▶ Prompt:
Pick out and copy every line below that contains the word "answer". Case counts.

──────────

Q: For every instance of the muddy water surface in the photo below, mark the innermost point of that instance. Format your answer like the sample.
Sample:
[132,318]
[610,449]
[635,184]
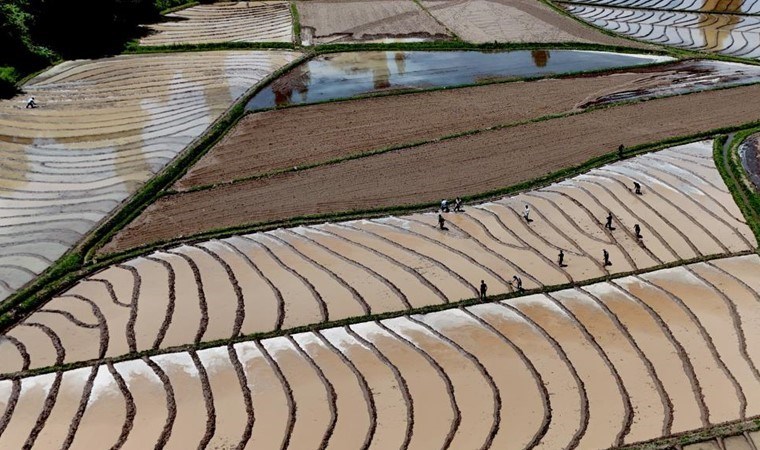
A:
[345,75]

──────────

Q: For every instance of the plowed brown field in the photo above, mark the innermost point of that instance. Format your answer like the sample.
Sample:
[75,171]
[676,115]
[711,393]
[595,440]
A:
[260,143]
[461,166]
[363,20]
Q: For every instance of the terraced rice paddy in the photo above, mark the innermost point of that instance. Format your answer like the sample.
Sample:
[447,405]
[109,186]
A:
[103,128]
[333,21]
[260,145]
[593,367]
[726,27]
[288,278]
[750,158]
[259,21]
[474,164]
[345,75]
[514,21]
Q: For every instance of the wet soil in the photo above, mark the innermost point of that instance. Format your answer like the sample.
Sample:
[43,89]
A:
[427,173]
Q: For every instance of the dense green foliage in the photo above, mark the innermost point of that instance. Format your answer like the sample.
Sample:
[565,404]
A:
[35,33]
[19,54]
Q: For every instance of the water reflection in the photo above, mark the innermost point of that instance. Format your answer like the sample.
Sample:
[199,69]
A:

──────────

▶ Response to this exercise:
Q: For every instance of the muddy water surface in the photo below, mark the innermost point of that instance. Format your answer like the sample.
Q: For every instance of the plowed brown field in the photo above, mark the innermost point of that instance. Format your answer like the sample.
Q: For every instance of the terraced rice paddy in the photo above, mark the innermost point of that instance. Format your answer like the sample.
Q: For every instance of the wet soil in the photo above, mark the innermost point of that instance. Format your answer like the sample.
Q: For every instance of the dense green foliage in the photo above, mark the innermost point of that instance. Format your answer like the sample.
Q: For every instance of the water reflection in the photo above, mark the innermost point of that instance. Format your answer like the sample.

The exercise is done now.